──────── Information provided

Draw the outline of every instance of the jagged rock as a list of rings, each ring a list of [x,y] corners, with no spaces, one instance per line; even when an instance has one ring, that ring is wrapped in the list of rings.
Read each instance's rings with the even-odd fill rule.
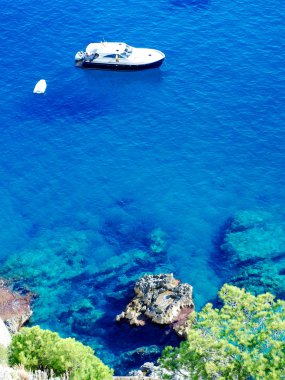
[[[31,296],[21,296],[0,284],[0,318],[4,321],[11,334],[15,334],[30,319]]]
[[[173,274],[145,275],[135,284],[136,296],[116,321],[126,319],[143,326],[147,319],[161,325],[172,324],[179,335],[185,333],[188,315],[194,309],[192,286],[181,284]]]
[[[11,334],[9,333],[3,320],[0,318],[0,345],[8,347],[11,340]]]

────────────────

**Requirement**: Turn the lines of the entries above, starting at the first line and ending at the line containing "Read each instance's", into a Markdown table with the columns Row and Line, leaving out any blank lines.

**Expected answer**:
| Row | Line |
|---|---|
| 1 | Draw the outline of every instance of the jagged rock as a list of rings, each ring a list of [x,y] corners, with no spaces, one instance per line; even when an instance has one ring, that ring is wrapped in the list of rings. |
| 2 | Read each instance's rings with the even-odd fill rule. |